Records
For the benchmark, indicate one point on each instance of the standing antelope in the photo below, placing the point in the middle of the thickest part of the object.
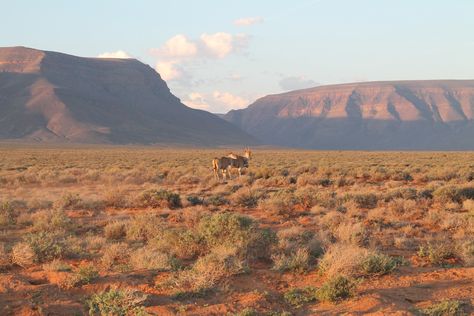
(240, 162)
(232, 161)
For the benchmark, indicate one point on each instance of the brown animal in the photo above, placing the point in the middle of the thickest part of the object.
(232, 161)
(221, 165)
(240, 162)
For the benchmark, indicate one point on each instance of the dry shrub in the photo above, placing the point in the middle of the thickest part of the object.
(246, 198)
(343, 259)
(56, 265)
(467, 252)
(116, 198)
(159, 198)
(177, 242)
(6, 214)
(296, 250)
(144, 227)
(238, 231)
(401, 207)
(468, 205)
(116, 255)
(438, 253)
(51, 221)
(114, 230)
(281, 202)
(68, 201)
(352, 233)
(366, 200)
(47, 246)
(150, 259)
(95, 243)
(222, 262)
(298, 261)
(23, 255)
(4, 257)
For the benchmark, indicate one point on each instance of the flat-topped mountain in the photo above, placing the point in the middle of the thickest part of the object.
(435, 114)
(50, 96)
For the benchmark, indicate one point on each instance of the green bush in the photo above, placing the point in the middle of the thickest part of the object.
(336, 288)
(366, 200)
(445, 308)
(46, 246)
(378, 264)
(117, 302)
(246, 199)
(115, 230)
(437, 253)
(144, 227)
(160, 198)
(236, 230)
(299, 261)
(448, 194)
(217, 200)
(297, 297)
(195, 200)
(86, 274)
(6, 214)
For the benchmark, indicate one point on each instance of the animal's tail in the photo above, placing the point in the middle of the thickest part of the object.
(215, 164)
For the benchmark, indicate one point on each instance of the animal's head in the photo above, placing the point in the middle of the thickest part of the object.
(247, 153)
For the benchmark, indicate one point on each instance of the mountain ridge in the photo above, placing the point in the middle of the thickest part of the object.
(49, 96)
(405, 114)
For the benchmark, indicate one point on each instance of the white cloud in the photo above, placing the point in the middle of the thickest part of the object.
(116, 54)
(179, 46)
(248, 21)
(179, 51)
(218, 44)
(296, 82)
(168, 70)
(197, 100)
(230, 101)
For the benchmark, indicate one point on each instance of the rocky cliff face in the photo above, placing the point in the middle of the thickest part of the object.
(49, 96)
(371, 115)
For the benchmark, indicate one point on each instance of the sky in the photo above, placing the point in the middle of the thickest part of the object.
(222, 55)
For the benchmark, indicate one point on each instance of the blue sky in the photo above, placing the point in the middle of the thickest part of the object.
(219, 55)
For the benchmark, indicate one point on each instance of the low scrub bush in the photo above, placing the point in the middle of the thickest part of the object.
(236, 230)
(23, 255)
(144, 227)
(378, 264)
(6, 214)
(151, 259)
(445, 308)
(46, 246)
(336, 288)
(178, 242)
(217, 200)
(115, 230)
(116, 257)
(51, 221)
(455, 194)
(298, 297)
(366, 200)
(467, 252)
(299, 261)
(437, 253)
(117, 302)
(245, 198)
(209, 270)
(160, 198)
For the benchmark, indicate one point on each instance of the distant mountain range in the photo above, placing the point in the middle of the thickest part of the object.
(53, 97)
(424, 115)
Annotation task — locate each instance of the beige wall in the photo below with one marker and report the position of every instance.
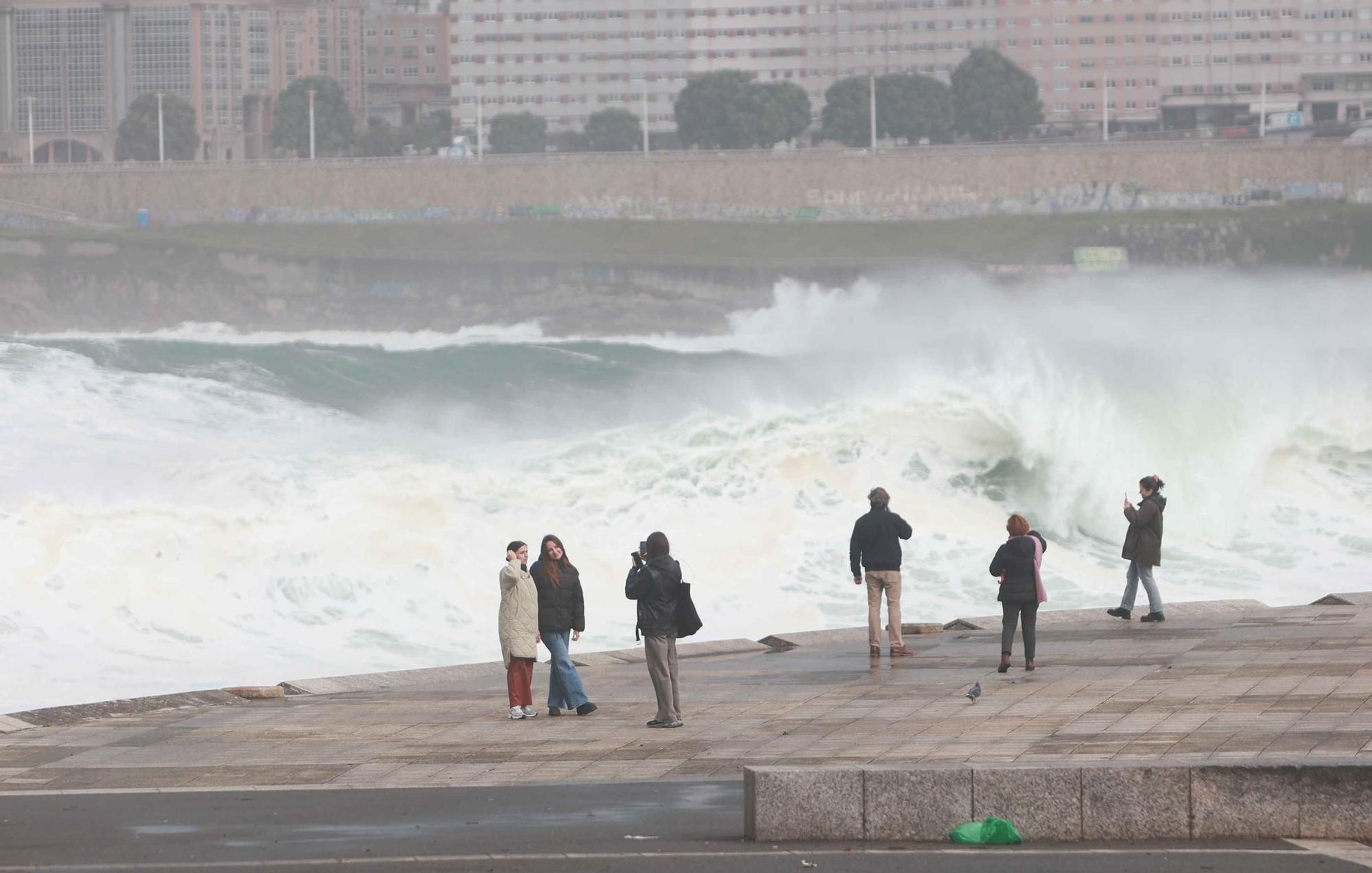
(825, 186)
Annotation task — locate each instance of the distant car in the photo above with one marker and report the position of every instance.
(460, 149)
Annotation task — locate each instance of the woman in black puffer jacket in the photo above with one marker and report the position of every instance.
(1017, 565)
(562, 618)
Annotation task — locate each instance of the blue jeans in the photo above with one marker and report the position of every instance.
(565, 684)
(1131, 590)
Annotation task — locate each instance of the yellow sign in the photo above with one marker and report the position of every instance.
(1101, 259)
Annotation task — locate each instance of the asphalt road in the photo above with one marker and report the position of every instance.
(666, 827)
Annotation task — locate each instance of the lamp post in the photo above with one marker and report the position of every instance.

### JOB
Edit the items above so that "photo" becomes "image" throughout and nothing else changes, and leave the pictures out of your answer.

### THE COMPLETED TASK
For the benchmark, indicate one point on each instance of the standing antelope in the image below, placing the point in the middle of the thickest part of the object.
(240, 162)
(232, 161)
For the benchmark, indicate one point on each instance of the brown animal in the image above, placing the point in the middle of the thickest part of the object.
(232, 161)
(221, 165)
(240, 162)
For the benchmark, indicate one point on each instance of the dry shrub in the image above, placing the point in the middle of the thickest part of the object.
(246, 198)
(343, 259)
(56, 265)
(467, 252)
(116, 198)
(159, 198)
(177, 242)
(6, 214)
(296, 250)
(144, 227)
(238, 231)
(401, 207)
(468, 205)
(116, 255)
(438, 253)
(51, 221)
(114, 230)
(281, 202)
(68, 201)
(352, 233)
(366, 200)
(47, 246)
(150, 259)
(95, 243)
(222, 262)
(298, 261)
(23, 255)
(4, 257)
For the benchmark, indicate one point on each instance of the flat-topped mountain in the image above, placing the point in the middle of the thickest part of the object.
(435, 114)
(50, 96)
For the benchmark, indicate one point on each instance of the green bush in the image above, placing the point in the middle of the thickest part of the object.
(336, 288)
(366, 200)
(445, 308)
(46, 246)
(378, 264)
(117, 302)
(246, 199)
(115, 230)
(437, 253)
(144, 227)
(160, 198)
(236, 230)
(299, 261)
(448, 194)
(217, 200)
(297, 297)
(195, 200)
(86, 274)
(6, 214)
For the benchmark, indicate one point on each instance of the animal's tail in the image above, placing the point in the middle of the thickest part of the object.
(215, 164)
For the benchmark, indicate one point on each instance of the animal's head in the image above, placing the point in the middle of the thickest part of the object.
(247, 153)
For the benchmark, indicate one point on each instance of the mountain ridge in the image above, placing the point in the middle of the thickest part of the object.
(49, 96)
(405, 114)
For the benchmark, indicate one point on each instance of the white cloud in the image above, placing the point in the middle of the thickest part of the object.
(116, 54)
(179, 46)
(248, 21)
(179, 51)
(218, 44)
(296, 82)
(168, 70)
(197, 100)
(230, 101)
For the benchmark, indicate one point on each instance of the rocky cliff face in the image above, placing the point in the middle of the thickest part of the object.
(49, 96)
(371, 115)
For the benchmark, indicate one point on each instance of the sky in the image above, placing the point in the middle of the thickest part of the object.
(222, 55)
For the benchmark, indicate one point on each instance of the blue sky in the image above, placing the point in the middle of the thickest part of the object.
(219, 55)
For the benchmark, indicate one point on each instance of the low scrub bush in the image above, placing the point in the middle of the thickest part of the object.
(236, 230)
(23, 255)
(144, 227)
(378, 264)
(6, 214)
(151, 259)
(445, 308)
(46, 246)
(336, 288)
(178, 242)
(217, 200)
(115, 230)
(116, 257)
(51, 221)
(455, 194)
(298, 297)
(366, 200)
(467, 252)
(299, 261)
(437, 253)
(117, 302)
(245, 198)
(209, 270)
(160, 198)
For the benchmark, indicate one point on each instance of the distant mountain range in the image above, placing the point in the middle of the thickest part of the object.
(53, 97)
(424, 115)
Annotation task — locate each instance of the beige wall in the image below with one marker and report the position of every instance.
(825, 186)
Annotation task — locate each instance of the distant car in the image above with one marker and report the position of every instance.
(460, 149)
Annotation task — locate each instance of the woman in black puffer jacket in the image above with one marker and report the position of every instance.
(1017, 565)
(562, 618)
Annotation task — locate each instance of the blue jeans in the image above with one marker and report the position of every instance.
(565, 684)
(1131, 590)
Annotation task — locate each instance of the yellow sign in the image above with one marker and report the position of every instance.
(1101, 259)
Annotation task — locate each instance of the asphalt road in the image above with one marker and report the position of every instance.
(666, 827)
Annotation task — locate each instance of the lamp post in the image above with one marker and report the position of every instance.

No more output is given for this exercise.